● Page text:
◆ ◆ ◆ ◆ ◆ ◆ ◆

It could easily be said Major League Baseball is in an arms race. Teams have been putting a greater emphasis on finding and developing pitchers who can throw a baseball faster than their peers. Indeed, the average velocity of a fastball has increased every year from 2004 to 2013, with a slight downtick in 2014. From 1990 to 1999, 37 pitchers threw 25 percent or more of their fastballs at 95 MPH or faster; in 2013, 149 pitchers did so. From 2003 to 2008, seven pitchers threw a fastball 100 MPH or faster 20 or more times in a season; from 2009 to 2013, 38 pitchers did so. Teams are trying to find flame-throwers because they believe the faster a ball travels towards home plate, the harder it is for a hitter to make the type of contact resulting in a hit. On the other hand, other factors not emphasized, such as the amount of movement of a fastball may play a role. When a pitcher throws a fastball, it moves. Just as some pitchers can throw a fastball with more velocity, some pitchers can throw a fastball with more movement than others. The relationship between velocity and contact should be the same for movement—the more movement there is, the harder it is to make good contact.

Due to this assumed relationship between velocity, movement, and outcome, I would like to answer the following questions: is it more difficult to hit a fast-moving four-seam fastball than one moving more slowly? Also, is it more difficult to hit a four-seam fastball the more movement it has? Therefore, my hypothesis is twofold: A fast pitch will be more difficult to hit than a slower moving pitch, and the more movement a pitch has, the harder it will be to hit. If my hypothesis is true, more speed and more movement will make a pitch more difficult to hit. The ball from a specific pitch is difficult to hit if a batter swings his bat and fails to make contact with the ball, or the contact made is poor and results in the batter making a strike, if he swings and misses, or an out, if he puts the ball in play.

◆ ◆ ◆ ◆ ◆ ◆ ◆

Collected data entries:

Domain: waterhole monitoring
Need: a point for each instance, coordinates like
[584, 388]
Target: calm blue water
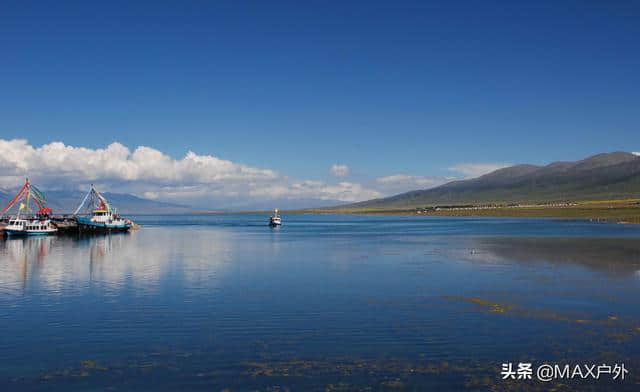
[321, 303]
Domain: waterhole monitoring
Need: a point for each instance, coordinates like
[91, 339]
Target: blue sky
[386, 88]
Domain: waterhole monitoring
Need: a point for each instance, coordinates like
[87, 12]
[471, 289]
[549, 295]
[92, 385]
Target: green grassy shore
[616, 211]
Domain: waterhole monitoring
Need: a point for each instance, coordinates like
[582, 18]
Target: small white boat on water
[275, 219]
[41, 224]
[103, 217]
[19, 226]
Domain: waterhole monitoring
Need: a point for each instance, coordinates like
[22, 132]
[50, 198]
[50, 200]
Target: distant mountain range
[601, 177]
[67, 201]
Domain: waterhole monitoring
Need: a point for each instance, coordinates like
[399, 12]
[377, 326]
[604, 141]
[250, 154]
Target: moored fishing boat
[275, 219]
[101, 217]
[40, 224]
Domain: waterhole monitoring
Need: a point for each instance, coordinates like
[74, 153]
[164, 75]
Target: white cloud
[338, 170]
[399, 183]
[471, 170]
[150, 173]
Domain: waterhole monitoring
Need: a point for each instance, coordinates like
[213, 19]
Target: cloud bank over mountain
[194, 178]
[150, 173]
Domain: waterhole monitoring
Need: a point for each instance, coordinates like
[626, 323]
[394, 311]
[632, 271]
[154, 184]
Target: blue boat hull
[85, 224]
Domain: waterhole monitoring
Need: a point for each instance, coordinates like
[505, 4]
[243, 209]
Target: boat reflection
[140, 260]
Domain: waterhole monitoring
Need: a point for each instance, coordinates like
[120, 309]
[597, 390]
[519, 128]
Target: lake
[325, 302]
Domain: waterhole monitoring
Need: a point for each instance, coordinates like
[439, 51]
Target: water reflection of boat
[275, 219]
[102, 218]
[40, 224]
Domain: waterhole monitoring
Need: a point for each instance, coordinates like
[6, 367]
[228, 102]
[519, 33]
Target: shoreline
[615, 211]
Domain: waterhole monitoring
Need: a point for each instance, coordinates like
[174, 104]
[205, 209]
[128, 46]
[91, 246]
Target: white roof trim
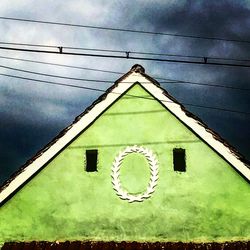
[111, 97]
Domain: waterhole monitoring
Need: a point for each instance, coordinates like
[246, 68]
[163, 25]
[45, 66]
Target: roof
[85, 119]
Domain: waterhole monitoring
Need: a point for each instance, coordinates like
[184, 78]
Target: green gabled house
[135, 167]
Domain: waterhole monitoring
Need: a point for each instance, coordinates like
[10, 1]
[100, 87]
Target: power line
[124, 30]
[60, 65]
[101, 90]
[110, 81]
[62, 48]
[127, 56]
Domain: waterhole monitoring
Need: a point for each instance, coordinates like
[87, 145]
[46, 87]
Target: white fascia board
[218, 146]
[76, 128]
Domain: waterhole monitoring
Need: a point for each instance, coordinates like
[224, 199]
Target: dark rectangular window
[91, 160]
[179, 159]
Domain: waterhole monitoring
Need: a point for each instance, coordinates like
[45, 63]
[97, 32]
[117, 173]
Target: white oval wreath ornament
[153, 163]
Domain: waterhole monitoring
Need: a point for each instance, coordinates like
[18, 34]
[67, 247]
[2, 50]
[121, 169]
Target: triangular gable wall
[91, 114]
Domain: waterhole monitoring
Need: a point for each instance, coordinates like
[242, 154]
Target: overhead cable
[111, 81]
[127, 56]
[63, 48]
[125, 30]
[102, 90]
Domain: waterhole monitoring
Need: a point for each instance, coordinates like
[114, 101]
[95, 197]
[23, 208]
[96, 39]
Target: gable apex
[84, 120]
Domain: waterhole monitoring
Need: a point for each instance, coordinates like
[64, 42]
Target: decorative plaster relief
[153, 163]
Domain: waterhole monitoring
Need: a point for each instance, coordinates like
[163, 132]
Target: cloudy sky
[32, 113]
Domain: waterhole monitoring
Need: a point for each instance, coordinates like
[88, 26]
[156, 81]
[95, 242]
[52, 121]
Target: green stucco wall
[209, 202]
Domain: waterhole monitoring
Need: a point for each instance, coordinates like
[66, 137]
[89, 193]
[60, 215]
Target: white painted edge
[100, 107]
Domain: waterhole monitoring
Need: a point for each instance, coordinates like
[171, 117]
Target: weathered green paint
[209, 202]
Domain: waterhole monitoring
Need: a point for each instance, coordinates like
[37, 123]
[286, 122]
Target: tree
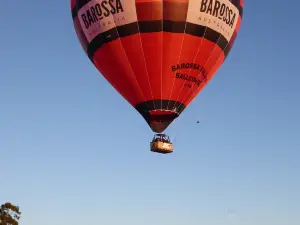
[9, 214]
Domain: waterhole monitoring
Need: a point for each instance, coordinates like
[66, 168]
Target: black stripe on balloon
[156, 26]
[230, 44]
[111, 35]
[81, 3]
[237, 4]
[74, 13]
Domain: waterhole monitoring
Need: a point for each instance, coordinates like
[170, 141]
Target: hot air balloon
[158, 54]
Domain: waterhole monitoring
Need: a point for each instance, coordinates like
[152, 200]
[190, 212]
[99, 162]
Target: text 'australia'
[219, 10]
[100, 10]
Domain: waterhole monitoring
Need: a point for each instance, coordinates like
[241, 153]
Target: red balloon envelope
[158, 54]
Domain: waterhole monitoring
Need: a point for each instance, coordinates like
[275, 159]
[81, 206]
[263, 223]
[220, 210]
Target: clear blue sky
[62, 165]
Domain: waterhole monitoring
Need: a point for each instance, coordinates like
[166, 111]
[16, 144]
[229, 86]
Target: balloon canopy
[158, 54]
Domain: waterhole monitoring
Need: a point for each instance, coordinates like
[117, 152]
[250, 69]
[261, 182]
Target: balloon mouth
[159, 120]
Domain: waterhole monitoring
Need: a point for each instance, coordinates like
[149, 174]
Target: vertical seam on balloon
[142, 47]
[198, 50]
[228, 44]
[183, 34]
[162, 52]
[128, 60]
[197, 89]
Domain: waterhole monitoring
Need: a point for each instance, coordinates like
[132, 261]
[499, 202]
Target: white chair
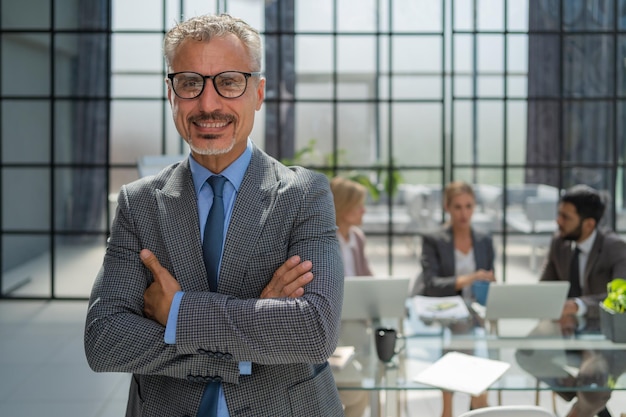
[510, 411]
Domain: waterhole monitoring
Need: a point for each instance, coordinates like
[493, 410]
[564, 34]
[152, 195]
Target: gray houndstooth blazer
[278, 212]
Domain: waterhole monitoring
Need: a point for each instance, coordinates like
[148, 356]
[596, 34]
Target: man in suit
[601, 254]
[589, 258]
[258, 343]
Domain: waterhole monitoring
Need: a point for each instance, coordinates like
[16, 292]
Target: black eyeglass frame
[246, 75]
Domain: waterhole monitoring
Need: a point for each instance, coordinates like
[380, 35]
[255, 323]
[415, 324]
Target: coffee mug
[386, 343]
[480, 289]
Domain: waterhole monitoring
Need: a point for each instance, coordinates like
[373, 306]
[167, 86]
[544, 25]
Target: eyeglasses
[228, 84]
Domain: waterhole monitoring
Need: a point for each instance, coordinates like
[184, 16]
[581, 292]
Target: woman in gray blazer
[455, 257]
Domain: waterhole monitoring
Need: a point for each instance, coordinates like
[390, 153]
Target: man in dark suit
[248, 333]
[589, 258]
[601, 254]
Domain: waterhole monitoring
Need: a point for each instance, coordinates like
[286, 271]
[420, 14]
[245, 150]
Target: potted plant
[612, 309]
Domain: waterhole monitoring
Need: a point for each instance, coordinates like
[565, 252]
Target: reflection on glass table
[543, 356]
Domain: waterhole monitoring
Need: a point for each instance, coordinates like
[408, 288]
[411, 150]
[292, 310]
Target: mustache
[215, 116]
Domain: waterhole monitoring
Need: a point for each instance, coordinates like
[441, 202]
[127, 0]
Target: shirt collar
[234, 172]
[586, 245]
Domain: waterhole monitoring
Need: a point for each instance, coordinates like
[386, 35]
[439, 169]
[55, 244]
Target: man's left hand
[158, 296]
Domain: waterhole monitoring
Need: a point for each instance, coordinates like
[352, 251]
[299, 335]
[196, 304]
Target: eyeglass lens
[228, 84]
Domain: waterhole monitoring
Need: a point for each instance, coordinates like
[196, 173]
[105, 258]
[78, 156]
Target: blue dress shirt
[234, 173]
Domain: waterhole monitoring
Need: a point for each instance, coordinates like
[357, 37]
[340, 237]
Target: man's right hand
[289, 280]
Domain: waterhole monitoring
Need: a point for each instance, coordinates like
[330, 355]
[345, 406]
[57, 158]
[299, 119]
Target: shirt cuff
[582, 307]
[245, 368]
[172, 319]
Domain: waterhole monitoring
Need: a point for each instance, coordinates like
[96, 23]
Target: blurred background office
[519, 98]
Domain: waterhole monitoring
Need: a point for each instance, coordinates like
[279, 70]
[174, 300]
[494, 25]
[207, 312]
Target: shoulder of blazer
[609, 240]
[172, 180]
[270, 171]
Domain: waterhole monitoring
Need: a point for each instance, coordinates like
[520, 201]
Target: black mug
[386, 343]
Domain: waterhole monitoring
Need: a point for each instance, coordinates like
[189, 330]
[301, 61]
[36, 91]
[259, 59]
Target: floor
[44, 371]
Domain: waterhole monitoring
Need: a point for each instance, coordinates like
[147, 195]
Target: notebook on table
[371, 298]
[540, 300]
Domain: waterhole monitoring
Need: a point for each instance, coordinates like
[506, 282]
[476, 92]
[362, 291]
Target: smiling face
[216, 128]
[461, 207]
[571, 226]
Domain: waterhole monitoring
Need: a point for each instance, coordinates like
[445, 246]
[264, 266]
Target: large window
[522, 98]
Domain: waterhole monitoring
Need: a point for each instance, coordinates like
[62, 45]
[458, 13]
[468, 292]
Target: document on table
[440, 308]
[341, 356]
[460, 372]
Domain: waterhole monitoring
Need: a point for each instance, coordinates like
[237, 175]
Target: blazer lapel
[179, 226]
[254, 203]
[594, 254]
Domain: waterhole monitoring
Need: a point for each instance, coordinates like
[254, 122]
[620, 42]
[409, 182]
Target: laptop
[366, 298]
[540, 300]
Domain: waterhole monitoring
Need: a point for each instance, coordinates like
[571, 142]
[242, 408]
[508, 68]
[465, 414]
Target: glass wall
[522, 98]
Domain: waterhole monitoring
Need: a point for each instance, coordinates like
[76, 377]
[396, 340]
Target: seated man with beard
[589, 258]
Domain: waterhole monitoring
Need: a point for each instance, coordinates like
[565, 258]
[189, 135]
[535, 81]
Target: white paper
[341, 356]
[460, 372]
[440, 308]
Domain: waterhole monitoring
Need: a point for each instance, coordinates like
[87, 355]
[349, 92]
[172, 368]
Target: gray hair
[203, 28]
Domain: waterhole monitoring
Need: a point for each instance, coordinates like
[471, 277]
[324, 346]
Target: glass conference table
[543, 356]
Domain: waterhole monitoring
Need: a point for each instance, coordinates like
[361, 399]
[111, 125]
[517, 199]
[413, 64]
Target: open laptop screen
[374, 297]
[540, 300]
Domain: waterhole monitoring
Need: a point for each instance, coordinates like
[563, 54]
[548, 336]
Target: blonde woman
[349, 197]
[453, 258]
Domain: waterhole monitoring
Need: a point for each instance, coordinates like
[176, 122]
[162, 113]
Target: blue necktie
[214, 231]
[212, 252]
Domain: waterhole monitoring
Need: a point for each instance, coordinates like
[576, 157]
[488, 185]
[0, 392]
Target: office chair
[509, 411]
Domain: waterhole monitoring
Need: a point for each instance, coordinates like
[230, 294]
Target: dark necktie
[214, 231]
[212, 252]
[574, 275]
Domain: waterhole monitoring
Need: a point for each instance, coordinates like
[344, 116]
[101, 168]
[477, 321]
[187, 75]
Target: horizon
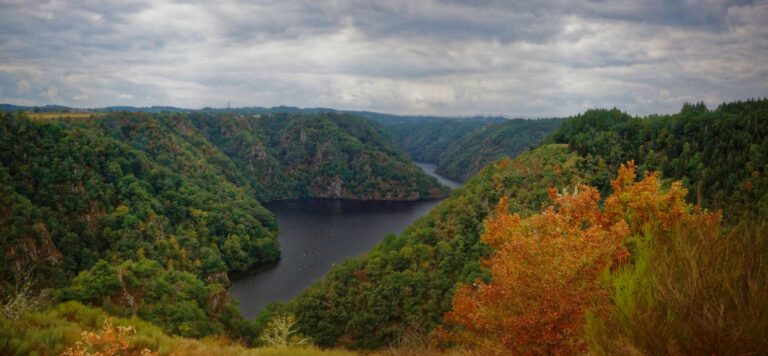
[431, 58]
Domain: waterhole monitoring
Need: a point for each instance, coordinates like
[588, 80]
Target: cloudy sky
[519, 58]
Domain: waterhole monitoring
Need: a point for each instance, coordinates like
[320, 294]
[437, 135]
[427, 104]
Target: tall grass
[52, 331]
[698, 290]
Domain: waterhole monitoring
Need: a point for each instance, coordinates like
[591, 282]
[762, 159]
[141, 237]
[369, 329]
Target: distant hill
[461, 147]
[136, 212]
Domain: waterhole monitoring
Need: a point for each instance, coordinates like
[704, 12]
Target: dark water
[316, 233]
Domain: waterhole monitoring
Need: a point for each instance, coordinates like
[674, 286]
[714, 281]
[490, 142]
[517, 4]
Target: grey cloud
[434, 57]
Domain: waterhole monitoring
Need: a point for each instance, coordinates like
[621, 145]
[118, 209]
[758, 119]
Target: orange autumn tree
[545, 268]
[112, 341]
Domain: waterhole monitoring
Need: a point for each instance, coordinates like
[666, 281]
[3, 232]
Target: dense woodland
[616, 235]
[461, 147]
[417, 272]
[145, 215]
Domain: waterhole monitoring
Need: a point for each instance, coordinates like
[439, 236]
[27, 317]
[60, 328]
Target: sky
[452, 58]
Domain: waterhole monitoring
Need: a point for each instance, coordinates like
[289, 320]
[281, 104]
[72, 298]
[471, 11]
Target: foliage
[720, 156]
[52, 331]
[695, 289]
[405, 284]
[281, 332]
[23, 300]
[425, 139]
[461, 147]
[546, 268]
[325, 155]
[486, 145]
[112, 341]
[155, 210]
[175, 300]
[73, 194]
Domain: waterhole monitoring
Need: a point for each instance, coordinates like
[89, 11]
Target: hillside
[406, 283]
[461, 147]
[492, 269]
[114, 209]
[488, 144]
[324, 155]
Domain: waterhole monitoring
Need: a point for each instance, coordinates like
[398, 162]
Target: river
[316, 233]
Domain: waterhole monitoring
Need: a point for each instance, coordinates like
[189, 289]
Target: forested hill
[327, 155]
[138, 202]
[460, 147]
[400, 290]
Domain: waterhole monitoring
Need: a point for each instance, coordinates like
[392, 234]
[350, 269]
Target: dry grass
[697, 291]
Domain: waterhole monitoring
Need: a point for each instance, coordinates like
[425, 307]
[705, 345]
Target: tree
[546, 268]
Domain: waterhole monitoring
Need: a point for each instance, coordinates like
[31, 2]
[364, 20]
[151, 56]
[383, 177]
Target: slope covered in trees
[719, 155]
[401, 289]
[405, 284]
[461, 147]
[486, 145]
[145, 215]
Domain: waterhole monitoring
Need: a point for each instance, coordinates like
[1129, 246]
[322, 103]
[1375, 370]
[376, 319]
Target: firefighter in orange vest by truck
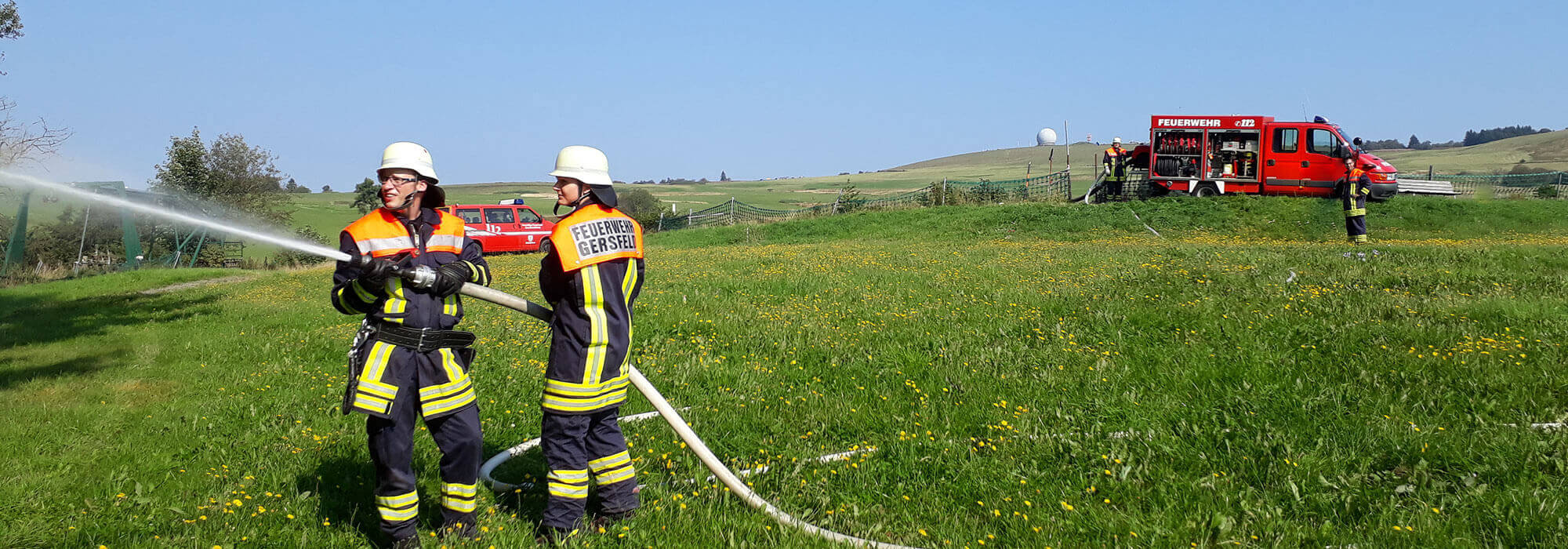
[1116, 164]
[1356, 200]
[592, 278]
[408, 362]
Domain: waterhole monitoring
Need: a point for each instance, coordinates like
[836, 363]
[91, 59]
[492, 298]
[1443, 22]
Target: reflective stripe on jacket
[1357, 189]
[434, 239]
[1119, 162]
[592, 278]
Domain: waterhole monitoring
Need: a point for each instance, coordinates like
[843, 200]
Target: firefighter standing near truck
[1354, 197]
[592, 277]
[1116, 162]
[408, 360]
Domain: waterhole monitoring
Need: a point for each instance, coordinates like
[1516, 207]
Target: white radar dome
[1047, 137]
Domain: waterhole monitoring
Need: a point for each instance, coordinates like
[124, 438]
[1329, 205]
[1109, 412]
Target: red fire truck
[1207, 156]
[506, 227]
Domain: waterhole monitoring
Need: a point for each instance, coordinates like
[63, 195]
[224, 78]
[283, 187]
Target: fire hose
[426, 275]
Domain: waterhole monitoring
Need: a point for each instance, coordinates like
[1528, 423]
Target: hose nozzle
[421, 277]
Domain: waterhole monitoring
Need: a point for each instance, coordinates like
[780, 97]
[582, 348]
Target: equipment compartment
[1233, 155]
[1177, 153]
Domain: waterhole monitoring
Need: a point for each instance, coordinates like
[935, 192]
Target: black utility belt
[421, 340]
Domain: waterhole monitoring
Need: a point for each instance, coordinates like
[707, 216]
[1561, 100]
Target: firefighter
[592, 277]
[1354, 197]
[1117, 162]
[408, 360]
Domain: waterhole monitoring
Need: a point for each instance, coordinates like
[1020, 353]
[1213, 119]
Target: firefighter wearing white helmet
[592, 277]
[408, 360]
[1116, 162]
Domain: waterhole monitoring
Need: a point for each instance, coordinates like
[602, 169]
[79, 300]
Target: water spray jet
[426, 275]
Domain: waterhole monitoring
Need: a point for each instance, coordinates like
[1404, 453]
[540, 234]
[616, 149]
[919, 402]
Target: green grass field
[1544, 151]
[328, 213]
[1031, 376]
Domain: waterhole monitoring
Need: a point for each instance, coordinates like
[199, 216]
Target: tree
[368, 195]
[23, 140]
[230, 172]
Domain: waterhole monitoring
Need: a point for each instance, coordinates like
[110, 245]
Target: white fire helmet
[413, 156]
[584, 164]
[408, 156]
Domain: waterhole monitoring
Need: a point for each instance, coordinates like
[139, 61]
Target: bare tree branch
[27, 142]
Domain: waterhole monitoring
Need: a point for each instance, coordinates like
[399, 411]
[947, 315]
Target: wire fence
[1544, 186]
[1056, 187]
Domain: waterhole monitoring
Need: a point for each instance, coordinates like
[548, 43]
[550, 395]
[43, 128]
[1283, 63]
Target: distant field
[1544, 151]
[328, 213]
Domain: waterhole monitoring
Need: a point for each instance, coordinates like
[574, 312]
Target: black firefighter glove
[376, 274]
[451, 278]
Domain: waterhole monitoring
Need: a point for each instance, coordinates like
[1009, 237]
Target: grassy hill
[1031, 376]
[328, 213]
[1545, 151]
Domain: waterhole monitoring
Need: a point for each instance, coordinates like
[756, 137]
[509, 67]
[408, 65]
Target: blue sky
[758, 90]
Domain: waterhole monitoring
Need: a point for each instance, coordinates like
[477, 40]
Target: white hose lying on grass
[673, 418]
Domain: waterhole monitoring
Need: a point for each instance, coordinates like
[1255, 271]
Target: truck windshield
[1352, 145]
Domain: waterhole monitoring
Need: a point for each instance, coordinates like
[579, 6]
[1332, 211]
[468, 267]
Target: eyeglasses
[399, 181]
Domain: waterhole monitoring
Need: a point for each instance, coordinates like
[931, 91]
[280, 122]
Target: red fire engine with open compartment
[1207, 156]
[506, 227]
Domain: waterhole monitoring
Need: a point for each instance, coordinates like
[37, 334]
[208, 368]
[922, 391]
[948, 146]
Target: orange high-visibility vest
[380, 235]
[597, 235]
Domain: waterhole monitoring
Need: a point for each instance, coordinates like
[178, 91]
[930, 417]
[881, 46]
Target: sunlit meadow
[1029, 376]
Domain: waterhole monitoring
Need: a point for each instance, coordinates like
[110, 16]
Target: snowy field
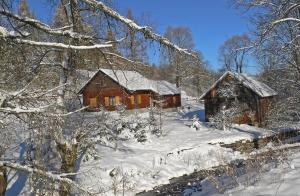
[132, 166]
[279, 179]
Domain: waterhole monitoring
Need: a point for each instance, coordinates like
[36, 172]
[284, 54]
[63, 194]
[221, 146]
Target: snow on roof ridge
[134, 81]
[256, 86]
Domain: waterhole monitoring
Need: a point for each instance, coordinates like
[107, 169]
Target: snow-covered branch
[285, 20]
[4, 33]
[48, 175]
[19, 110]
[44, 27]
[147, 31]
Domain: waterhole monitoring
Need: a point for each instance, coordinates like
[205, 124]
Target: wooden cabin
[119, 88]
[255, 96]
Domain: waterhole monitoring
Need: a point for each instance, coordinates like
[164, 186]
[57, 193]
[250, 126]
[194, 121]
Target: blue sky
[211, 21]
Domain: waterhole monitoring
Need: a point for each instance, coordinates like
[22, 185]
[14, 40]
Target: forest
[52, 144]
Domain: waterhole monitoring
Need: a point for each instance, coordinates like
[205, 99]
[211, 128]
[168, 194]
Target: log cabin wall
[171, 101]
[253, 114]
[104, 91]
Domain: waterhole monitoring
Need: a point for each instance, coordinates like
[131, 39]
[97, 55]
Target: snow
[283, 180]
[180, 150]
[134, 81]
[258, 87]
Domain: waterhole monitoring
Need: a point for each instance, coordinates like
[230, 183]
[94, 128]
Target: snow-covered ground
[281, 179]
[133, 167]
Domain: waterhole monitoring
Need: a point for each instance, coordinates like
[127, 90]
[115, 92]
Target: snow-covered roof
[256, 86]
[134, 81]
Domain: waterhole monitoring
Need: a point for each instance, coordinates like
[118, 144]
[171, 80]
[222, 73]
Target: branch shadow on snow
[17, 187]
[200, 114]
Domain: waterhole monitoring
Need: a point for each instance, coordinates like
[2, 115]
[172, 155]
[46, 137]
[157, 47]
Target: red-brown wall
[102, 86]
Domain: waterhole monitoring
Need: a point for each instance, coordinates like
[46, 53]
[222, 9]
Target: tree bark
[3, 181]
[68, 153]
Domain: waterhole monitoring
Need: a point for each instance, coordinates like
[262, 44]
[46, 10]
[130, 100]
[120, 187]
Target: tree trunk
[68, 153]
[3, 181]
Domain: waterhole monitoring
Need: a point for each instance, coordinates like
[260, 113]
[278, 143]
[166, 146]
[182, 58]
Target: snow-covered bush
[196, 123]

◆ ◆ ◆ ◆ ◆ ◆ ◆

● What is asked:
Please transcribe the fastball text in full, word for word. Work from the fastball text alone, not the rows.

● Answer to the exercise:
It could easily be said Major League Baseball is in an arms race. Teams have been putting a greater emphasis on finding and developing pitchers who can throw a baseball faster than their peers. Indeed, the average velocity of a fastball has increased every year from 2004 to 2013, with a slight downtick in 2014. From 1990 to 1999, 37 pitchers threw 25 percent or more of their fastballs at 95 MPH or faster; in 2013, 149 pitchers did so. From 2003 to 2008, seven pitchers threw a fastball 100 MPH or faster 20 or more times in a season; from 2009 to 2013, 38 pitchers did so. Teams are trying to find flame-throwers because they believe the faster a ball travels towards home plate, the harder it is for a hitter to make the type of contact resulting in a hit. On the other hand, other factors not emphasized, such as the amount of movement of a fastball may play a role. When a pitcher throws a fastball, it moves. Just as some pitchers can throw a fastball with more velocity, some pitchers can throw a fastball with more movement than others. The relationship between velocity and contact should be the same for movement—the more movement there is, the harder it is to make good contact.

Due to this assumed relationship between velocity, movement, and outcome, I would like to answer the following questions: is it more difficult to hit a fast-moving four-seam fastball than one moving more slowly? Also, is it more difficult to hit a four-seam fastball the more movement it has? Therefore, my hypothesis is twofold: A fast pitch will be more difficult to hit than a slower moving pitch, and the more movement a pitch has, the harder it will be to hit. If my hypothesis is true, more speed and more movement will make a pitch more difficult to hit. The ball from a specific pitch is difficult to hit if a batter swings his bat and fails to make contact with the ball, or the contact made is poor and results in the batter making a strike, if he swings and misses, or an out, if he puts the ball in play.